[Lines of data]
····················

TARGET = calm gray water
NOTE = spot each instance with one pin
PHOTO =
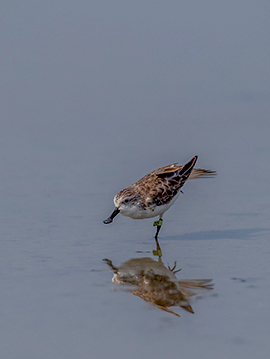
(94, 95)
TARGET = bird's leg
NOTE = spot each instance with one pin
(158, 224)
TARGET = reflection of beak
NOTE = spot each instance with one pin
(110, 219)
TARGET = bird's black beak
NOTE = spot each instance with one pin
(110, 219)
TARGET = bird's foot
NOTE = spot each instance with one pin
(158, 223)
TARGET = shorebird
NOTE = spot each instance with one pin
(156, 192)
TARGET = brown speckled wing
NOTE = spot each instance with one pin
(160, 186)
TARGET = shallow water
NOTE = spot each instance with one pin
(143, 86)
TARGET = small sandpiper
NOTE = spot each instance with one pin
(156, 192)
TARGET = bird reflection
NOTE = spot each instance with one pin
(157, 284)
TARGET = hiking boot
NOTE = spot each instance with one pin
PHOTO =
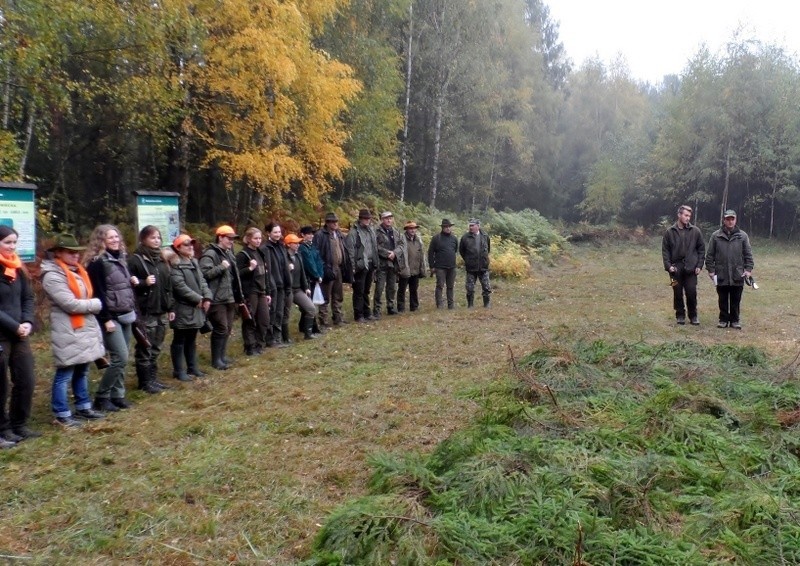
(104, 405)
(25, 433)
(68, 422)
(9, 436)
(89, 414)
(121, 402)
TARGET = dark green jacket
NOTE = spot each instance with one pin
(729, 256)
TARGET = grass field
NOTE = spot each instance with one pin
(244, 466)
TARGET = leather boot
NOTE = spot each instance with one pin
(190, 355)
(217, 347)
(285, 334)
(178, 367)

····················

Omit all pictures and write out, exactly, only the lines from the line containing "TARGET = reflection of beak" through the last line of the entries above.

TASK RESPONSE:
TARGET = reflection of beak
NOTE = spot each instance with one pin
(110, 219)
TARGET = bird's black beak
NOTE = spot each instance with one pin
(110, 219)
TARGET = bird's foot
NOTE = spot each instance with one pin
(158, 223)
TARGET = shorebird
NOTE = spot each instance with one pin
(156, 192)
TARGET = brown speckled wing
NOTE = spot each instance with one pin
(160, 186)
TARGET = shallow water
NOTE = spot each instance with one pin
(143, 86)
TARGET = small sandpiper
NOTE = spot each instance with one pin
(156, 192)
TARGET = bird reflection
NOTE = spot each instance with one pin
(157, 284)
TARGET = hiking boot
NOTE = spot each instance with one pin
PHOTO =
(104, 405)
(25, 433)
(68, 422)
(9, 436)
(89, 414)
(121, 402)
TARGET = dark green jacket
NOTE = spot each instance with one pin
(729, 256)
TARGET = grass field
NOTE = spot each instance with one pin
(244, 466)
TARGET = leather boot
NOTE = spot each instance with one pin
(190, 355)
(217, 347)
(285, 334)
(178, 367)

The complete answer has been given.